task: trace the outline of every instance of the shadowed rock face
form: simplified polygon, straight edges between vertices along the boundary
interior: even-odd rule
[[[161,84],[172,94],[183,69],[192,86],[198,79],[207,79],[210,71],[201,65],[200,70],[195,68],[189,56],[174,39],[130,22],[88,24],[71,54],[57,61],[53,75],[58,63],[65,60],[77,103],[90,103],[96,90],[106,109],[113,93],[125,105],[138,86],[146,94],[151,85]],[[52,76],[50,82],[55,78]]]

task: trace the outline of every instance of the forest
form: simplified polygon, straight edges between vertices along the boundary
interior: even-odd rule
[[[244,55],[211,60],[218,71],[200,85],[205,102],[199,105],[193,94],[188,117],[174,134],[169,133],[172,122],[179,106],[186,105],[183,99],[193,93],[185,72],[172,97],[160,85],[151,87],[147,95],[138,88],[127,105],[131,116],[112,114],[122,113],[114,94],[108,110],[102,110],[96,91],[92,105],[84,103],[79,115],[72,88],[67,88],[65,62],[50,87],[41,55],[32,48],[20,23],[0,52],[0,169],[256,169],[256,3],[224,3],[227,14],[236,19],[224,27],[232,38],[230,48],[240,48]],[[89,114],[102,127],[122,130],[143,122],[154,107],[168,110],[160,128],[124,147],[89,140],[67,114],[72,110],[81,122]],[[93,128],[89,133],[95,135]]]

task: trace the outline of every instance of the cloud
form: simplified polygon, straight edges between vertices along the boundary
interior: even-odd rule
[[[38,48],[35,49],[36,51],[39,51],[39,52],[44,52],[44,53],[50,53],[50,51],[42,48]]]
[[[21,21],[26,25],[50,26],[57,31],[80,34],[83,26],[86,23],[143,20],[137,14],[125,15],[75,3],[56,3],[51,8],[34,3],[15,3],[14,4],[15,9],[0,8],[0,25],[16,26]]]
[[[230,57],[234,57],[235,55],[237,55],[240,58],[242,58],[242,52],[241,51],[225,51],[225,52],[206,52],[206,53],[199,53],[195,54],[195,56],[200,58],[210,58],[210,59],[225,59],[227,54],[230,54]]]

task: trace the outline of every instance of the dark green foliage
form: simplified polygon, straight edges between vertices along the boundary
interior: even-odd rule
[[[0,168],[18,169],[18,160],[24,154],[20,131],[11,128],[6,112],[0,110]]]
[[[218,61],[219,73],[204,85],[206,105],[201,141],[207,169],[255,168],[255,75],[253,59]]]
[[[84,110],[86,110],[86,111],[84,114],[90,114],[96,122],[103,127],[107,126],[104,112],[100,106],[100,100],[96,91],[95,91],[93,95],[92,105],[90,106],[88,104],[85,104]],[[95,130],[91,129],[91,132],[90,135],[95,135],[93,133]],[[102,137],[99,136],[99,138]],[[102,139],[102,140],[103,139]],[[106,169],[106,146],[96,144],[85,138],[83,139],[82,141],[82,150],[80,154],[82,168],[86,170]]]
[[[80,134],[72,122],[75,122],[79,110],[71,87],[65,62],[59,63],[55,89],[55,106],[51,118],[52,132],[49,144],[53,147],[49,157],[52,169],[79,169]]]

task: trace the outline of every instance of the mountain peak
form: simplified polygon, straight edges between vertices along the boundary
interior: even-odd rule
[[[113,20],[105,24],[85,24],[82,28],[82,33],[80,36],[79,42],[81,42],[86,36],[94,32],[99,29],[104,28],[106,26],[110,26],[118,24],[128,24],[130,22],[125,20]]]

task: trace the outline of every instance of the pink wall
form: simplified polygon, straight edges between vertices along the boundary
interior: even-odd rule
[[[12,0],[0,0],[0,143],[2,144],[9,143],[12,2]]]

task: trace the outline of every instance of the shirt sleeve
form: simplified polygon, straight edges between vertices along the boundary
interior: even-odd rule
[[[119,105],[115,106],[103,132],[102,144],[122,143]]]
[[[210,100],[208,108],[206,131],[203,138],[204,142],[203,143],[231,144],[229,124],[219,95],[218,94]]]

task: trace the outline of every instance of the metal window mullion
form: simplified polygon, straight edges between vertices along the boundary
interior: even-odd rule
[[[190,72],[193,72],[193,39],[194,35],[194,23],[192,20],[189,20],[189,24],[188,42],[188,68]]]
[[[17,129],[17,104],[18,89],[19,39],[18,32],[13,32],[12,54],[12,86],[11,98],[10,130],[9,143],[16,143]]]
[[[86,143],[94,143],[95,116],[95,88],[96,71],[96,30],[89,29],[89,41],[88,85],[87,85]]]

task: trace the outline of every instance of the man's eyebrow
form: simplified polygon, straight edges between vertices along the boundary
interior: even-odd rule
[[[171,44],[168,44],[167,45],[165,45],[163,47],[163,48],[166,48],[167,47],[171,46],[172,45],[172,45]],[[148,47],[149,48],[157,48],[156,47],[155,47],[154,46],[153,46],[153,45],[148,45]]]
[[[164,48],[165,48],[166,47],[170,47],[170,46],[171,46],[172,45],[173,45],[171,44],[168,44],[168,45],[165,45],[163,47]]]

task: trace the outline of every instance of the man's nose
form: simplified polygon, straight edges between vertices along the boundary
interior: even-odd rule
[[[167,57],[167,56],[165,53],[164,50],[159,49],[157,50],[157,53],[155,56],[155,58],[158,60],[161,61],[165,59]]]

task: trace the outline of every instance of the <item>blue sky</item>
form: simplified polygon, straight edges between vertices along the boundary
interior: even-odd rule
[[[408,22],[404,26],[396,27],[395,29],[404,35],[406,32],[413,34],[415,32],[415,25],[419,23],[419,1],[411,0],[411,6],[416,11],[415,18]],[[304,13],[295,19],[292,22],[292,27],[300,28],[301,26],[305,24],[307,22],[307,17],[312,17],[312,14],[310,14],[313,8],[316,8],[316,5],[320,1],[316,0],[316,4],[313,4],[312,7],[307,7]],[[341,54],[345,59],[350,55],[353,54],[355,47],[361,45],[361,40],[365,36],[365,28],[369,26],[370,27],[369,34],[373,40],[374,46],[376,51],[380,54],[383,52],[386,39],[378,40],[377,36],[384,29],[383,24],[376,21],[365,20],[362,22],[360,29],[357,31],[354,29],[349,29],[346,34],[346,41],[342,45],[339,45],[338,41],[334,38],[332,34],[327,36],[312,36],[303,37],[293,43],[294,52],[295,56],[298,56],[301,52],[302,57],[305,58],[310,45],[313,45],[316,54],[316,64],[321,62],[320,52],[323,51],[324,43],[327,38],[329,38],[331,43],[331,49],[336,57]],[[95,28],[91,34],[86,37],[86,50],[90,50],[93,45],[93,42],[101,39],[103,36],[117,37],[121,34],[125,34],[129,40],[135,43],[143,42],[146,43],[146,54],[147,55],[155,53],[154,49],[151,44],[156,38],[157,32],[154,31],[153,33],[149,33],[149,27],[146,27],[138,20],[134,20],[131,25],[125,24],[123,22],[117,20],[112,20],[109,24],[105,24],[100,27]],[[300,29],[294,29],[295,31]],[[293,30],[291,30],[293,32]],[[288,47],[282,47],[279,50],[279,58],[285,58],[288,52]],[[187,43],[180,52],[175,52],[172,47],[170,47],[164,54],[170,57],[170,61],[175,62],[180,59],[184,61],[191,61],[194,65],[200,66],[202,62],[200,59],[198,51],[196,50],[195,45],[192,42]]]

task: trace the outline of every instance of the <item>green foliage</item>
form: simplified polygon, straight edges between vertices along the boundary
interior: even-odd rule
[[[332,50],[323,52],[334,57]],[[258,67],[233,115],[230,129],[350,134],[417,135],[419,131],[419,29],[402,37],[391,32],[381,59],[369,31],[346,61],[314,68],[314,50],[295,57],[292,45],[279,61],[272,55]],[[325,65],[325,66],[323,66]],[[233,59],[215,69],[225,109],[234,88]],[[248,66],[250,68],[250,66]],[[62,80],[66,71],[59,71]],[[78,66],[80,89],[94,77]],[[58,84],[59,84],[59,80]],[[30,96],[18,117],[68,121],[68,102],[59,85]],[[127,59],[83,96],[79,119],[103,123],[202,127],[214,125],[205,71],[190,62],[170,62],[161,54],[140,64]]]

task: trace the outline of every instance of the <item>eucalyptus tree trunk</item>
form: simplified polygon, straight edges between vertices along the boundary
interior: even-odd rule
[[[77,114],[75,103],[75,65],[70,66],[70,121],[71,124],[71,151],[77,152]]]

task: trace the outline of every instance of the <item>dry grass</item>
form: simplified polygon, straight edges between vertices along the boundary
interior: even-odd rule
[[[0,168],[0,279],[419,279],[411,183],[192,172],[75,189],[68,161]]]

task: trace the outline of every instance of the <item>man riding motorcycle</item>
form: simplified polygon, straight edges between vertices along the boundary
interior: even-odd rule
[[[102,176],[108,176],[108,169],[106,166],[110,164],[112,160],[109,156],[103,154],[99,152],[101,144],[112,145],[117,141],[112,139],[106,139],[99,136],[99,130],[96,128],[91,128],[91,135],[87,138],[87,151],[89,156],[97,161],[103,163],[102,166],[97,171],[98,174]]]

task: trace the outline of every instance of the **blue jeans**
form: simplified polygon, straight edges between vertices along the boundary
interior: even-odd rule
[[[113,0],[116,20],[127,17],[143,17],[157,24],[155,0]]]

THE PROBLEM — Repeat the lines from the one containing "task: trace the outline of every instance of the **blue" through the last line, including both, with the requests kept as they are. Multiply every vertex coordinate in the answers by 0.6 and round each result to a whole number, rounding halves up.

OUTPUT FOR THIS EXERCISE —
task: trace the outline of every instance of the **blue jeans**
form: simplified polygon, straight edges between vertices along the boundary
interior: even-odd rule
[[[68,0],[70,12],[76,10],[86,10],[94,14],[93,0]]]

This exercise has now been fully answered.